# PASSAGE TO READ
EPA's November 5, 2010, proposed approval was contingent upon
Alabama providing a final SIP revision that was substantively the same
as the revision proposed for approval by EPA in the November 5, 2010,
proposed rulemaking. 75 FR 68285. Alabama provided its final SIP
revision on December 14, 2010. There were no changes between Alabama's
August 17, 2010, draft SIP revision and the final SIP revision which
was provided on December 14, 2010.
II. What is EPA's response to comments received on this action?
EPA received two sets of comments on the November 5, 2010, proposed
rulemaking to approve revisions to Alabama's SIP. One set of comments,
provided by the Sierra Club, was in favor of EPA's November 5, 2010,
proposed action. The other set of comments, provided by the Air
Permitting Forum, raised concerns with final action on EPA's November
5, 2010, proposed action. A full set of the comments provided by both
the Sierra Club and Air Permitting Forum (hereinafter referred to as
``the Commenter'') is provided in the docket for today's final action.
A summary of the adverse comments and EPA's responses are provided
below.

# RECORD SET
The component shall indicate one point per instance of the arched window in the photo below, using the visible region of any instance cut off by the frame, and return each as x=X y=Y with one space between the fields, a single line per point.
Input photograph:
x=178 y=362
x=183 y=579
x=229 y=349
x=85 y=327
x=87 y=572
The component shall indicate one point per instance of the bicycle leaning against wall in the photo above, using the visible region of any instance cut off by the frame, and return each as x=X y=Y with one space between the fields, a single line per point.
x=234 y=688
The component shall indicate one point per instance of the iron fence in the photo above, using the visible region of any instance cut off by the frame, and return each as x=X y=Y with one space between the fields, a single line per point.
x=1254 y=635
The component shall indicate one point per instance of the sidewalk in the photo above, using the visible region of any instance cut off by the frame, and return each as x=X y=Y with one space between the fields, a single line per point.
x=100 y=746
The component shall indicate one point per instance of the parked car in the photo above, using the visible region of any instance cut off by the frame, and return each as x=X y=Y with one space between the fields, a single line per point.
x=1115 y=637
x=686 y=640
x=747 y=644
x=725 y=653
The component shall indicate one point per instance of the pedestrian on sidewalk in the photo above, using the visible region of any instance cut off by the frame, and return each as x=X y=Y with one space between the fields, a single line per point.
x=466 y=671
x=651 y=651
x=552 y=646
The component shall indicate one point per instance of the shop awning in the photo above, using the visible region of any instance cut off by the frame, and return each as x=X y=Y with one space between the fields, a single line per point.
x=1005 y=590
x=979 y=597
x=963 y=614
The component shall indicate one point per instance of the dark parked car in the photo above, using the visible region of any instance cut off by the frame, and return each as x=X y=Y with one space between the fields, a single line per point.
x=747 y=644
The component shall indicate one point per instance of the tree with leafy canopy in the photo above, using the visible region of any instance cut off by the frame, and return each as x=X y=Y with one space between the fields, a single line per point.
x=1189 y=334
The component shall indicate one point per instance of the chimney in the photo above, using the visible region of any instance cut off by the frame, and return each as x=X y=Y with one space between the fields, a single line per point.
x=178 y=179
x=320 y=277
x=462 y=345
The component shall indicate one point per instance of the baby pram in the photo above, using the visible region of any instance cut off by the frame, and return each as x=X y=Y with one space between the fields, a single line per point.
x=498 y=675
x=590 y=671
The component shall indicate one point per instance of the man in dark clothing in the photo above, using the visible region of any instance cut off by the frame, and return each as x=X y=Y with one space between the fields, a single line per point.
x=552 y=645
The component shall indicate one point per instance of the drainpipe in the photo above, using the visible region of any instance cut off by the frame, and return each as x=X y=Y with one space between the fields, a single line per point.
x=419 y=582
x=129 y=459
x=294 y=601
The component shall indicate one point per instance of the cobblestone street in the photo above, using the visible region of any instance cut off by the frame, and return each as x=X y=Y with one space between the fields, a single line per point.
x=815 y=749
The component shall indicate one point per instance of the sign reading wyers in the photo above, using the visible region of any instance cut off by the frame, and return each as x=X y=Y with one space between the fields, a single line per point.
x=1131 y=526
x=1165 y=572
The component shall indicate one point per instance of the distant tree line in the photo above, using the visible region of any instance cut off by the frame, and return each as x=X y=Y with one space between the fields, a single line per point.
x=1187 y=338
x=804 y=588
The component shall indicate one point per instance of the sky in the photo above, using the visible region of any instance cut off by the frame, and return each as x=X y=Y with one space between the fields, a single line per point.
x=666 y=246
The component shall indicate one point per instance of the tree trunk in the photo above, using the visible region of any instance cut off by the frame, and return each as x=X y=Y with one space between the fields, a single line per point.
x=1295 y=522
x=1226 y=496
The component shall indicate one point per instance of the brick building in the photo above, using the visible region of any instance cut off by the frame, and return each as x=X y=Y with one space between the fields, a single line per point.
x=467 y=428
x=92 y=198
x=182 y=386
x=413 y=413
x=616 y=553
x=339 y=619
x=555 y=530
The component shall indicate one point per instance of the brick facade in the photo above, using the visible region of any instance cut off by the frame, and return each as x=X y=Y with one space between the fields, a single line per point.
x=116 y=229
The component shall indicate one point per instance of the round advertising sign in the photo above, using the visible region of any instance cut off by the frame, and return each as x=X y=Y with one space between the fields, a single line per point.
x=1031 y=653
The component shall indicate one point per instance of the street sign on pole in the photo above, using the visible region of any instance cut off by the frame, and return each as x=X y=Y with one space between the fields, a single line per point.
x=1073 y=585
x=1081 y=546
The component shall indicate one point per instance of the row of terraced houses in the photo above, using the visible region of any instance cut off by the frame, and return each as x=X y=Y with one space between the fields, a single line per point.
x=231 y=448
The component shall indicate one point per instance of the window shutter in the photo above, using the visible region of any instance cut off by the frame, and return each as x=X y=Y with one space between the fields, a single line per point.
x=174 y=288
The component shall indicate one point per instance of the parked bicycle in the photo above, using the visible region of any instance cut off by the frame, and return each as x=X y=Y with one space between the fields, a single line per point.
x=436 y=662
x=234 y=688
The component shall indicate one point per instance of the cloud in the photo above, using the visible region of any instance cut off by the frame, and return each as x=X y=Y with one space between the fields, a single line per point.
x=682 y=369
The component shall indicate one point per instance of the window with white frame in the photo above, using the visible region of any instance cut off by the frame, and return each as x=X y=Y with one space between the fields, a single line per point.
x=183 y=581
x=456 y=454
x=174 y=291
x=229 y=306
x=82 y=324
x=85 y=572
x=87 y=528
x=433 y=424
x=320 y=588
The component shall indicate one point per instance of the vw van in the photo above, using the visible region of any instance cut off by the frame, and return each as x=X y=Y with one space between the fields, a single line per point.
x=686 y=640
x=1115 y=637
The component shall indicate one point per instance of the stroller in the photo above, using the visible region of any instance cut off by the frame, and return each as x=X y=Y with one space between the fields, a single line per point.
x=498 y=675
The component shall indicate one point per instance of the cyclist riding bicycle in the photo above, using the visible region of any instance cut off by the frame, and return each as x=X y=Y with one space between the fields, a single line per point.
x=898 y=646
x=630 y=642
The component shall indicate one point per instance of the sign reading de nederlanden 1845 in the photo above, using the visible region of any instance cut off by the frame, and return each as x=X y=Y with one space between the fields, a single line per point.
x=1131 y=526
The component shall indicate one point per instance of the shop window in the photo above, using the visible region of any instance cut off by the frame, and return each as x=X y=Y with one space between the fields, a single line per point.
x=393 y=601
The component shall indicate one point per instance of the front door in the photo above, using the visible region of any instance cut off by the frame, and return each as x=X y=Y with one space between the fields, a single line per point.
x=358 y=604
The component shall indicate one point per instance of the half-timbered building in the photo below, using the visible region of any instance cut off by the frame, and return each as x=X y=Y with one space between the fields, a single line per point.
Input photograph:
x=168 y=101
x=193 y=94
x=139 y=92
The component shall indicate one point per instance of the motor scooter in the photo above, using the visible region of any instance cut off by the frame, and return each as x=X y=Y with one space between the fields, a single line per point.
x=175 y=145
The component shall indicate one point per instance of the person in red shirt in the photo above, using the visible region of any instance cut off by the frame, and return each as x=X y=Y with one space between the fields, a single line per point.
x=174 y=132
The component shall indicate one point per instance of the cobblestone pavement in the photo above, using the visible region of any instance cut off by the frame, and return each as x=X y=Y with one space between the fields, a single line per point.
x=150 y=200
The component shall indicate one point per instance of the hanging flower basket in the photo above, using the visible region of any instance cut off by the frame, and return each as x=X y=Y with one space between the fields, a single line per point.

# DIRECTIVES
**a.** According to the passage on Alabama's SIP revision, on what date did Alabama provide its final SIP revision?
**b.** Carry the passage on Alabama's SIP revision forward from its final sentence.
The lines above were taken from a different source than the passage on Alabama's SIP revision.

# TASK-BY-TASK RESULTS
**a.** December 14, 2010.

**b.**
Generally, the adverse comments fall into four categories. First,
the Commenter asserts that PSD requirements cannot be triggered by
GHGs. Second, the Commenter expresses concerns regarding a footnote in
the November 5, 2010, proposal describing EPA's previously announced
intention to narrow its prior approval of some SIPs to ensure that
sources with GHG emissions that are less than the Tailoring Rule's
thresholds will not be obligated under federal law to obtain PSD
permits prior to a SIP revision incorporating those thresholds. The
Commenter explains that the planned SIP approval narrowing action ``is
illegal.'' Third, the Commenter states that EPA has failed to meet
applicable statutory and executive order review requirements. Lastly,
the Commenter states: ``EPA should explicitly state in any final rule
that the continued enforceability of these provisions in the Alabama
SIP is limited to the extent to which the federal requirements remain
enforceable.'' EPA's response to these four categories of comments is
provided below.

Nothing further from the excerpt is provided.